* **REQUIREMENTS**
Transcribe the passage of the essay on social media harms between "In that essay, I" and "All That Going?", inclusive.

* **SELECTED EXCERPT**
● ● ● ● ●

Abstract
This essay reflects on a decade of worsening social media harms—inequality, algorithmic power, precarious labor, and data extraction—arguing for renewed interdisciplinary and collaborative approaches to create just sociotechnical futures.
On the occasion of this journal’s launch, I penned an angry little manifesto called “Social Media and the Struggle for Society” (Baym, 2015). My argument was this: Social media are valuable inasmuch as they support the sociality crucial to our humanity. But their business models, premised on growth and advertising, could never support the lofty goal of strengthening social ties, a goal to which some of their leaders then claimed to aspire. I wish this reflection on that essay could tell a happy story about the state of the struggle. I still believe in the extraordinary value of our ordinary communication. Social media platforms are still where so much of that happens. But this decade has been so much worse than I feared.
In that essay, I pointed to four of the ways social media threatened society: they were exacerbating wealth inequality; their algorithmic feeds served interests we could not know; they encouraged an unrealistic willingness to engage in precarious online creative labor in hopes of getting paid; and we never knew where the data we shared would end up, used by whom, or for what purposes. These problems transcended social media, I wrote, “they concern capitalism, democracy, and the fundamental underpinnings of societal fairness.”
How All That Going?
It’s Bad
Take wealth disparity. In 2015, I called out Mark Zuckerberg’s net worth, then a mere $44 billion, as emblematic of the growing inequity between social media platform owners and those they claimed to empower. According to Forbes Wealth Team’s (2026) ranking of billionaires, Zuckerberg started 2026 with a net worth of $216 billion. Sergey Brin, who made his fortune from Google/Alphabet, parent of YouTube, had $237 billion. Twitter, now X, is famously owned by the world’s richest person, who, with a net worth of $730.6 billion, found it trivial to spend $420 million turning the club where credulous journalists hang out into a propaganda machine to serve his ideological aims. There’s a reason the term “broligarchy,” with its allusion to tech leaders’ political dominance, has taken hold. Wealth inequality is political inequality.

● ● ● ● ●

* **Dataset entries**
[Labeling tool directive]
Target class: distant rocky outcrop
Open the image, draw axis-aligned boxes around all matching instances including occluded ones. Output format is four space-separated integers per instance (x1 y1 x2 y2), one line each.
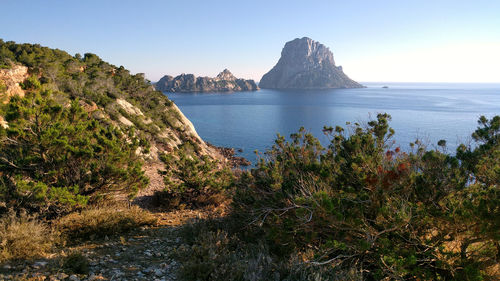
155 69 259 93
259 37 363 89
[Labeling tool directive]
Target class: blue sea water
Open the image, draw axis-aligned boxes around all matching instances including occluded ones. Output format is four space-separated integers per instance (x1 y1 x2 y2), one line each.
165 83 500 162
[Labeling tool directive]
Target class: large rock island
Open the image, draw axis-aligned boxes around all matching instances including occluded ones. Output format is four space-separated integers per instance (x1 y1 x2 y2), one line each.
155 69 259 93
259 37 363 89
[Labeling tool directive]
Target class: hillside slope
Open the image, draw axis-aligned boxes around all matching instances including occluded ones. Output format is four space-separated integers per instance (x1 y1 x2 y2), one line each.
0 40 222 160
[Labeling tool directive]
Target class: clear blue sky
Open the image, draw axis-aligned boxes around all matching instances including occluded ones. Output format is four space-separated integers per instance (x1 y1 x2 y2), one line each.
0 0 500 82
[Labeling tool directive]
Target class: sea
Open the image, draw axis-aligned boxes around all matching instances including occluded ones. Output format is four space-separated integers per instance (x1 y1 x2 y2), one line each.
165 82 500 164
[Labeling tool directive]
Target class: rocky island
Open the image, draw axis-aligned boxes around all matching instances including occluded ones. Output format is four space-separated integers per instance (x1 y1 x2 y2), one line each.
155 69 259 93
259 37 363 89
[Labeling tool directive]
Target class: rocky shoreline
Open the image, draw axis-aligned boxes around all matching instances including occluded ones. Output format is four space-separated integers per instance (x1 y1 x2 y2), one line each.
154 69 259 93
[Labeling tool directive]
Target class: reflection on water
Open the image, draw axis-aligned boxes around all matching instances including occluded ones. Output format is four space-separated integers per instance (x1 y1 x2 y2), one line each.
167 83 500 161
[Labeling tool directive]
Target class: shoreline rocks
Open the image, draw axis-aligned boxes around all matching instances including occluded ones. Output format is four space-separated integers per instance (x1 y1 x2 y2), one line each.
259 37 364 89
155 69 259 93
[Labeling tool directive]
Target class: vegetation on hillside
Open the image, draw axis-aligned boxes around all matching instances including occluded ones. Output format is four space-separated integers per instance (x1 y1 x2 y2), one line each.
180 114 500 280
0 40 500 280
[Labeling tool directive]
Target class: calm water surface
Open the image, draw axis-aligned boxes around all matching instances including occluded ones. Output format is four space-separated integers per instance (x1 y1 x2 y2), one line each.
166 83 500 162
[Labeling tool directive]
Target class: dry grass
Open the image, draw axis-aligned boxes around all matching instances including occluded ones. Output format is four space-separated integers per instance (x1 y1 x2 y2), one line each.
0 213 60 261
56 206 156 240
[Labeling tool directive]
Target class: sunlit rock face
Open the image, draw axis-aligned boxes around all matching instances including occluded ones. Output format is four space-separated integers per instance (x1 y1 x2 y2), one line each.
259 37 363 89
155 69 259 93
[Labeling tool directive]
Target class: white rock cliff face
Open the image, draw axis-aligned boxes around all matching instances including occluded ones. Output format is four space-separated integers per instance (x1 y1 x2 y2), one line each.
0 65 29 103
259 37 363 89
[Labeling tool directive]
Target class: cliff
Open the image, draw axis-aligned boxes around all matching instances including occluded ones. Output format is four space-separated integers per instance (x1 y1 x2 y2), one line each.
0 40 226 162
259 37 363 89
155 69 259 93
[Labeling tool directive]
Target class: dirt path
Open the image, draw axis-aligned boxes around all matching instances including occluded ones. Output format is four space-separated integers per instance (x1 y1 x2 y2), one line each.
0 206 223 281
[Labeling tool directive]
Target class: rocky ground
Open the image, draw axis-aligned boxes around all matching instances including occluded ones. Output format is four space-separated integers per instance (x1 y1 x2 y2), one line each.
0 198 222 281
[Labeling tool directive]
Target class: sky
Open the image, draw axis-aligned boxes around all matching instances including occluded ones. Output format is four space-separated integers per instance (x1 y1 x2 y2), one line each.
0 0 500 83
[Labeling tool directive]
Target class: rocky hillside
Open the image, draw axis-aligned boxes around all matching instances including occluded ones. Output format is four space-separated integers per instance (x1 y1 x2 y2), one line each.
155 69 259 93
259 37 363 89
0 40 221 160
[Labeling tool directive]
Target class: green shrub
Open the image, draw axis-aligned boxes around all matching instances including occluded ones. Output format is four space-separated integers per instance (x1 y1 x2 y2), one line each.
233 114 500 280
0 212 60 262
56 206 156 241
157 147 235 207
0 93 148 216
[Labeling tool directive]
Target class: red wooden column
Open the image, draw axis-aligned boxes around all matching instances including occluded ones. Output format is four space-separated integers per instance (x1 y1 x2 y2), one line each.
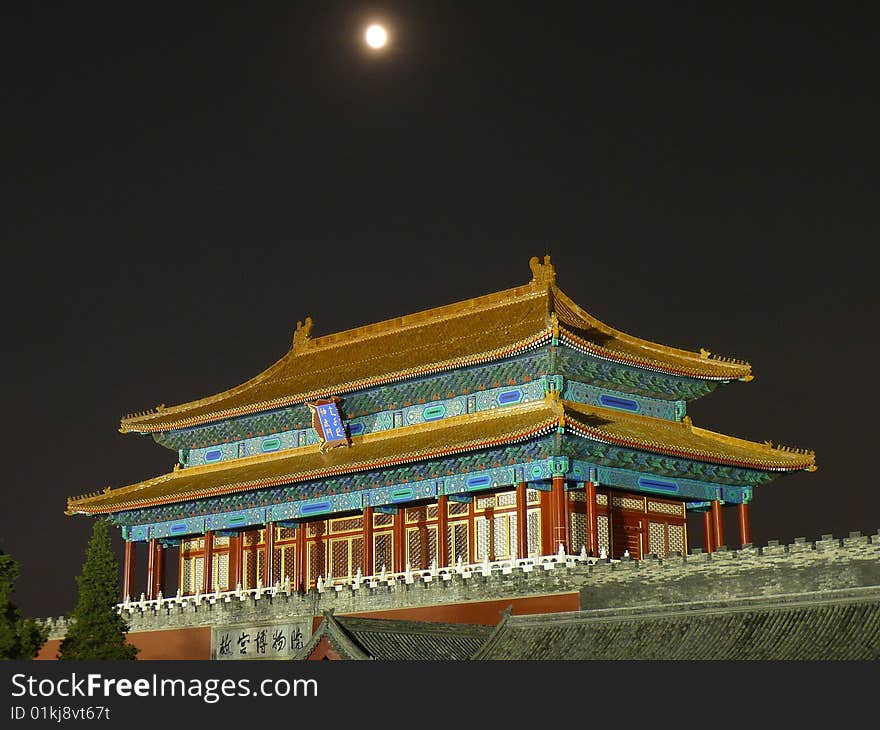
703 510 715 553
153 541 165 598
584 482 599 558
122 540 137 601
736 502 752 546
437 494 449 568
538 489 555 555
146 537 158 601
392 507 406 573
712 499 725 550
550 476 570 554
516 482 529 558
202 530 214 593
263 522 275 588
361 507 376 575
229 530 245 590
294 522 308 591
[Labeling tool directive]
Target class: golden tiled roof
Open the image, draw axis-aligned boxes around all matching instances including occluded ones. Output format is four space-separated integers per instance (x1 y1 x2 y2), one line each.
68 394 815 514
75 401 559 514
120 257 751 433
565 402 816 471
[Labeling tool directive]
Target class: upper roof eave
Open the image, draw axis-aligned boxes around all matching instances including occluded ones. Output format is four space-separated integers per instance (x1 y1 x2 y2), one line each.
67 392 816 514
119 257 752 433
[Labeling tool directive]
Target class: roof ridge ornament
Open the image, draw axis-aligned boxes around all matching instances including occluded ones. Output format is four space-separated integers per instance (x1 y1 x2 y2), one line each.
529 254 556 286
291 317 312 352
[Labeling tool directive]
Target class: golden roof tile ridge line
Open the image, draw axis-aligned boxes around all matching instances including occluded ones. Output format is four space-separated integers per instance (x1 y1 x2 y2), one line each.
88 399 547 506
119 329 550 433
572 419 809 471
553 284 751 372
559 325 752 381
566 401 815 471
68 418 557 514
294 283 547 355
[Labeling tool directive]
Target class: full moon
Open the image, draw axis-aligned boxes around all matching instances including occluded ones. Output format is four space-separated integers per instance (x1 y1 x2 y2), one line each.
364 25 388 48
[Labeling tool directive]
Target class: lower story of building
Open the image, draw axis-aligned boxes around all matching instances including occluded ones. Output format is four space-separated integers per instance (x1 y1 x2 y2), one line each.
123 479 749 599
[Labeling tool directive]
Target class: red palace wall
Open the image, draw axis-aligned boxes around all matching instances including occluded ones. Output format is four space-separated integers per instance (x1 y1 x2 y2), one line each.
36 626 211 660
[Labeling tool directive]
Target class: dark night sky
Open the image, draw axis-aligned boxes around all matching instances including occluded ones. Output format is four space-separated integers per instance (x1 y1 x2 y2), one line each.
0 0 880 616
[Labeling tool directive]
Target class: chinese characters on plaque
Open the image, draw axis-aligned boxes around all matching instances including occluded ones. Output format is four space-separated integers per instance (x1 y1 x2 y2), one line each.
211 623 310 659
306 396 351 453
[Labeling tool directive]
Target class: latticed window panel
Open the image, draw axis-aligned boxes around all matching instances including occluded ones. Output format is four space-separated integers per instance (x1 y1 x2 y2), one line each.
474 517 491 560
406 525 437 570
373 532 394 573
474 494 495 512
406 528 422 568
648 500 684 517
373 512 394 527
611 495 645 512
406 507 428 524
276 545 296 585
180 556 204 595
490 512 516 560
330 540 351 578
241 550 259 588
446 499 471 517
526 508 541 556
570 512 587 552
495 489 516 507
666 525 686 555
596 515 611 555
189 556 205 593
210 552 229 591
330 517 364 532
272 547 284 583
648 522 666 558
325 537 364 578
308 541 327 585
446 522 470 563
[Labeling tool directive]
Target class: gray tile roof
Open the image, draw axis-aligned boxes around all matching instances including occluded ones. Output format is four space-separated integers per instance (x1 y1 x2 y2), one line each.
473 587 880 660
297 611 493 661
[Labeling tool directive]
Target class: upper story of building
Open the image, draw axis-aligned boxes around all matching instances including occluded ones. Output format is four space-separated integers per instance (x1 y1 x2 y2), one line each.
120 257 752 468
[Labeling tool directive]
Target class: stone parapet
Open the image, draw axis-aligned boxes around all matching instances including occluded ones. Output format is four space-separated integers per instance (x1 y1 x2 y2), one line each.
44 532 880 639
580 532 880 610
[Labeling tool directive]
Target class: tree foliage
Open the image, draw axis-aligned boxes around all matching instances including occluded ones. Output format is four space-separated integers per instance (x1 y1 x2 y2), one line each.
58 520 138 659
0 551 49 659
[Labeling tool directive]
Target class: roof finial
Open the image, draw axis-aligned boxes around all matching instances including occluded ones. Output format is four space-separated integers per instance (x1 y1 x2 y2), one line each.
529 255 556 285
292 317 312 352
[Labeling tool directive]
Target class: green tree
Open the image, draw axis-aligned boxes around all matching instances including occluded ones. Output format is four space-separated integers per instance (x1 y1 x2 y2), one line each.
0 551 49 659
58 520 138 659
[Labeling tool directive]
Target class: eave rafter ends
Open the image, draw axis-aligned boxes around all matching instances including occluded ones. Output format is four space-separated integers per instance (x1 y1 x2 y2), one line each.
68 391 816 514
119 257 752 433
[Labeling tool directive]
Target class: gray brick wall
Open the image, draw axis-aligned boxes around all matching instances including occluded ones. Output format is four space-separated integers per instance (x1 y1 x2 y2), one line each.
39 532 880 638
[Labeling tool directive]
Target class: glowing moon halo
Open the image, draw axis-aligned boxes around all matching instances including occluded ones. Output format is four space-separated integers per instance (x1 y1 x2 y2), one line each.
364 24 388 50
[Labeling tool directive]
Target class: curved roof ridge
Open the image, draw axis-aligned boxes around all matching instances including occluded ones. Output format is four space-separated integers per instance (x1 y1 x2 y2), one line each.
552 284 752 380
302 280 549 354
564 401 818 471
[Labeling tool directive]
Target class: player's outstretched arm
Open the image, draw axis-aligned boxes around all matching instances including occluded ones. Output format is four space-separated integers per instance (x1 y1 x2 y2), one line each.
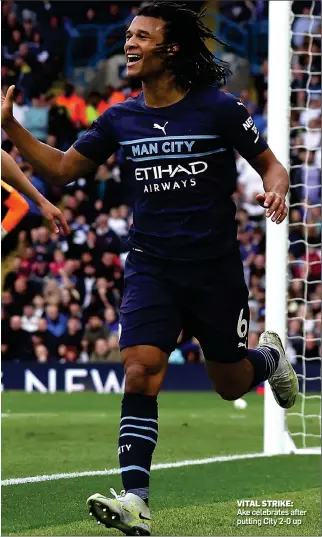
250 148 289 224
1 149 70 235
1 86 97 185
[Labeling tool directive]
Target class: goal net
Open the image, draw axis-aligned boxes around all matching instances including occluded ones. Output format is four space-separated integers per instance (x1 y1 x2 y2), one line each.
264 0 322 454
286 1 321 450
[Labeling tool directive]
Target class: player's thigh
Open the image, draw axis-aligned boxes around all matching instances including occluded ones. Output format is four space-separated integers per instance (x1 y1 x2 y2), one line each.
190 253 249 364
119 252 182 355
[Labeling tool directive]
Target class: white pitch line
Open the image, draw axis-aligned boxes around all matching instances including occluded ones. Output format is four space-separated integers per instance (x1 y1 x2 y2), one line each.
1 451 320 487
1 453 270 487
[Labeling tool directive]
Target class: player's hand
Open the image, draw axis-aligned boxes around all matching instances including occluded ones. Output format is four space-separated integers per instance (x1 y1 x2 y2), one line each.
256 192 288 224
39 200 70 235
1 86 15 127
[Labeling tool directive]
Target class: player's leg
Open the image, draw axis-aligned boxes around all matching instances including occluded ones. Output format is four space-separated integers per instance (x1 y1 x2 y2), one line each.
88 250 182 535
190 253 298 408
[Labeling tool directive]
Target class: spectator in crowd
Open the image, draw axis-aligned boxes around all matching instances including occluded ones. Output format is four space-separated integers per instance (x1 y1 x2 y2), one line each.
45 304 67 339
56 83 87 129
6 315 34 361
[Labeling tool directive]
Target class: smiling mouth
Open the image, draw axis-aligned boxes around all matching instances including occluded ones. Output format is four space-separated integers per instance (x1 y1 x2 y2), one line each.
127 54 142 65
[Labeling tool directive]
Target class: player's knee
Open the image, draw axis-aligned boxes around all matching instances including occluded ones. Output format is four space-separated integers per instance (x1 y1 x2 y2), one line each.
123 348 163 394
125 362 149 393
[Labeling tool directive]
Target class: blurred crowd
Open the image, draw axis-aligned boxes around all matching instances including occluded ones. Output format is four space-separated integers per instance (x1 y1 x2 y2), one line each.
1 1 322 363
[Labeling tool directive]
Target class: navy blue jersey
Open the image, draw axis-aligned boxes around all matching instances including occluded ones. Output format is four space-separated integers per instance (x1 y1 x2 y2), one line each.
74 87 267 260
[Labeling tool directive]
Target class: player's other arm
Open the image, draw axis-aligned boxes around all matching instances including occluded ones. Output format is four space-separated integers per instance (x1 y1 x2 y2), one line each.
249 148 289 224
1 149 69 234
1 86 97 185
220 94 289 224
1 180 29 240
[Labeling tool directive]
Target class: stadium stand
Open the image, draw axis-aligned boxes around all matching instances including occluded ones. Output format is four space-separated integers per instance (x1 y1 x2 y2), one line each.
1 1 321 363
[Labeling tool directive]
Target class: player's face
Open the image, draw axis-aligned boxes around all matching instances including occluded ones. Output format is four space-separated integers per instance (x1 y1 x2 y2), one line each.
124 16 169 81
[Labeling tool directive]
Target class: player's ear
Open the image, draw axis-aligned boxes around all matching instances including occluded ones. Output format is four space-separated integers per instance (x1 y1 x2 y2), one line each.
167 45 179 56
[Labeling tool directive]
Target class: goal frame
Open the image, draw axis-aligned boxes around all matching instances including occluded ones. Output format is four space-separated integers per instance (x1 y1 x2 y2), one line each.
264 0 320 455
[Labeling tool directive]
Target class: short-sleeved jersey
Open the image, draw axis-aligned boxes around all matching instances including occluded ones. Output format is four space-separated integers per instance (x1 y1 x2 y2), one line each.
74 87 267 260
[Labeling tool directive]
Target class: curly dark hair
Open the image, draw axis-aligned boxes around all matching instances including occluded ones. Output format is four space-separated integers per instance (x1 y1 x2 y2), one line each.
137 0 231 89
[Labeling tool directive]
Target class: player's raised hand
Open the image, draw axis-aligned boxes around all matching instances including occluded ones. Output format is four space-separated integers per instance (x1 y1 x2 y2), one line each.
256 192 288 224
39 200 70 235
1 86 15 127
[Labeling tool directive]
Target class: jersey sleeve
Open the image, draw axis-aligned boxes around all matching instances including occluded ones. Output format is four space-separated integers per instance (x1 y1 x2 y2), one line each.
219 93 268 161
73 109 120 164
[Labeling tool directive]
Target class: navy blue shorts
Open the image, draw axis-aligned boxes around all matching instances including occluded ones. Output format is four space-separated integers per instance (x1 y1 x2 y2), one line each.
120 249 249 362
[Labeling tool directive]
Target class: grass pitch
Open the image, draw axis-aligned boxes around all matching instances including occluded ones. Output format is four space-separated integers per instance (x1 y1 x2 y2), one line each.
2 392 321 536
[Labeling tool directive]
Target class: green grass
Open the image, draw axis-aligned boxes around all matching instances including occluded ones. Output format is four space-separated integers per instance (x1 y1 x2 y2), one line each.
2 392 320 536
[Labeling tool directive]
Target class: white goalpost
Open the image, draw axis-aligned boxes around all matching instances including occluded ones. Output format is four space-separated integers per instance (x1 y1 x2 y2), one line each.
264 0 321 455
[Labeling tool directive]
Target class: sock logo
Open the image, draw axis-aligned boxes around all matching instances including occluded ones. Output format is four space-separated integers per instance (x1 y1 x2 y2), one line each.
117 444 132 455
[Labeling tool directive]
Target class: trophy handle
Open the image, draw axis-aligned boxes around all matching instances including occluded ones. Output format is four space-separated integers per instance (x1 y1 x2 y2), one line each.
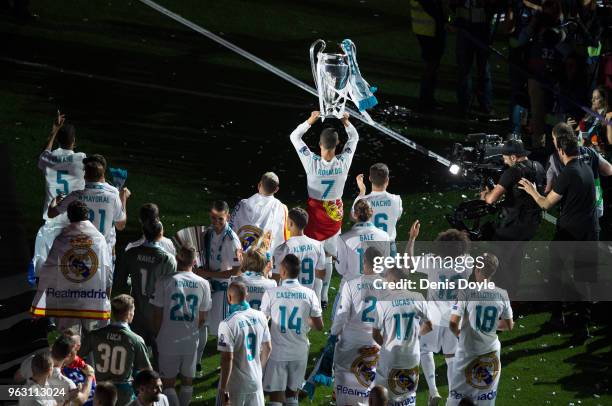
310 39 325 90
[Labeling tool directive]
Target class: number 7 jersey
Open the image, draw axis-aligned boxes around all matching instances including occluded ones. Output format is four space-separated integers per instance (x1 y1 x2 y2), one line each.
151 272 212 355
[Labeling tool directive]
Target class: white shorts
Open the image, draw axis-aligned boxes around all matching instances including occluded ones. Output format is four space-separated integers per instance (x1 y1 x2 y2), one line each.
158 352 198 379
263 358 308 392
375 365 419 406
334 343 379 406
446 351 501 406
419 324 459 355
323 231 340 257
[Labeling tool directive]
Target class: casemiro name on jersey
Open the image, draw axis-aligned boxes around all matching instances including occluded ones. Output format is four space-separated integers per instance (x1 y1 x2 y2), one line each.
373 278 495 292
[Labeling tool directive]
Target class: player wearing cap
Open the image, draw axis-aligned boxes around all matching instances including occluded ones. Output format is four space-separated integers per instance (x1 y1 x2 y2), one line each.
261 254 323 406
38 112 86 220
290 111 359 307
229 172 289 253
232 249 276 310
272 207 325 297
328 247 382 406
47 154 131 254
351 163 403 247
151 246 212 406
446 254 514 406
408 224 473 405
79 295 151 405
196 200 242 336
372 268 432 406
217 282 272 406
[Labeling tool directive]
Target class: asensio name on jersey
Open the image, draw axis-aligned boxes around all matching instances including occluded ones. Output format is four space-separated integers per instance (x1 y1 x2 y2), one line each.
290 121 359 241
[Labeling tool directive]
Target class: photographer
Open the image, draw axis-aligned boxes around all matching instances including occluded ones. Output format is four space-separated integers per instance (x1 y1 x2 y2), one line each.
480 140 546 297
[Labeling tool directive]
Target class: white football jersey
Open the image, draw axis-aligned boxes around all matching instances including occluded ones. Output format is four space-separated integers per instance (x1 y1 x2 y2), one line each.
374 290 429 371
415 254 473 327
336 221 391 281
217 309 270 393
38 148 86 220
290 122 359 200
272 235 325 290
150 272 212 354
232 271 277 310
125 236 176 256
57 182 125 249
331 275 380 347
261 279 322 361
351 191 404 241
451 287 512 355
229 193 289 252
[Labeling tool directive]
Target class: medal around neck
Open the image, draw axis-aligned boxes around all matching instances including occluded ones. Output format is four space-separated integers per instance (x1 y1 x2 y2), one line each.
310 39 378 122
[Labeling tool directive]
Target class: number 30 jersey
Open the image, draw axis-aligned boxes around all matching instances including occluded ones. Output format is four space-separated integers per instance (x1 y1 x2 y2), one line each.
451 287 512 355
79 323 151 383
151 272 212 355
290 122 359 200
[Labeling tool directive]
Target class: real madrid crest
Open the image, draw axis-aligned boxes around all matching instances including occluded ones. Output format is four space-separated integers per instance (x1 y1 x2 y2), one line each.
351 347 379 388
465 352 499 389
60 234 98 283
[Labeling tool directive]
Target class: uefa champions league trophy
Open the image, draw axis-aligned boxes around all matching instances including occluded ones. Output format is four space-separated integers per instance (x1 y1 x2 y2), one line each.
310 39 350 120
310 39 378 123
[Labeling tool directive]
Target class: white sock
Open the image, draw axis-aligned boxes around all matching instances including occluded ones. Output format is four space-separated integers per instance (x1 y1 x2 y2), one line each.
321 257 334 302
163 388 180 406
444 357 455 393
421 352 438 394
197 326 208 364
314 278 323 302
179 385 193 406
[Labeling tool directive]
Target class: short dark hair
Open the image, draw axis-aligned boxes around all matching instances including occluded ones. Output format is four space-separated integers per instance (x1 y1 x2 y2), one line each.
434 228 471 257
553 128 578 156
260 172 280 194
281 254 302 279
94 381 117 406
142 220 164 241
32 351 53 375
51 335 76 361
288 207 308 230
67 200 89 223
319 127 338 149
57 123 76 149
176 244 196 269
353 199 374 222
212 200 229 212
132 369 160 393
85 161 105 182
370 162 389 186
138 203 159 224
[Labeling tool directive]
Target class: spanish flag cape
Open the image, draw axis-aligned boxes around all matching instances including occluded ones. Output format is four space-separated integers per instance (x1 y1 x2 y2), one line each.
304 197 344 241
30 221 112 320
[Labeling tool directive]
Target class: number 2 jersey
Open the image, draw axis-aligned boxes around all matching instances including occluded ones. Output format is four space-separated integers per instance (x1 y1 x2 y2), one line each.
261 279 322 361
79 322 151 383
272 235 325 290
38 148 86 220
217 308 270 393
290 122 359 200
451 287 512 355
151 272 212 355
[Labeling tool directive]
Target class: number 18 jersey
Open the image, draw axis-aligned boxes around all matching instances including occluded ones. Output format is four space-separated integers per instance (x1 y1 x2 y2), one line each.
151 272 212 355
79 323 151 383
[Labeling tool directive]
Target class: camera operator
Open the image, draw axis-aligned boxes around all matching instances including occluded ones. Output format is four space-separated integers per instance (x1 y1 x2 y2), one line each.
480 140 546 298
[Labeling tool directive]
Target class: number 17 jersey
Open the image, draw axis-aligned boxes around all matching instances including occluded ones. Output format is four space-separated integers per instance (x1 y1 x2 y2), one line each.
151 272 212 355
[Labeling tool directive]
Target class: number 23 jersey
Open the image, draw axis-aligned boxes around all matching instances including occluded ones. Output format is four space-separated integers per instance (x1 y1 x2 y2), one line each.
150 272 212 355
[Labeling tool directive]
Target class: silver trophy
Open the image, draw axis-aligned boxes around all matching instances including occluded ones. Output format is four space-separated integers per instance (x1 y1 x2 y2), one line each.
310 39 350 120
174 226 206 267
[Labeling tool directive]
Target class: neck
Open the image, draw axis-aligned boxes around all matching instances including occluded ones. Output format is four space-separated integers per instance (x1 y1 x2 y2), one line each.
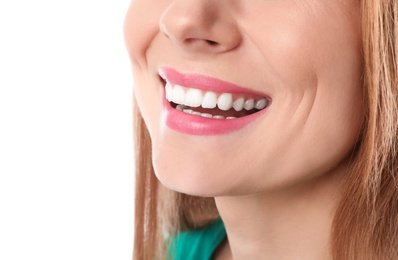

● ● ● ● ●

* **REPLY**
In that essay, I pointed to four of the ways social media threatened society: they were exacerbating wealth inequality; their algorithmic feeds served interests we could not know; they encouraged an unrealistic willingness to engage in precarious online creative labor in hopes of getting paid; and we never knew where the data we shared would end up, used by whom, or for what purposes. These problems transcended social media, I wrote, “they concern capitalism, democracy, and the fundamental underpinnings of societal fairness.”
How All That Going?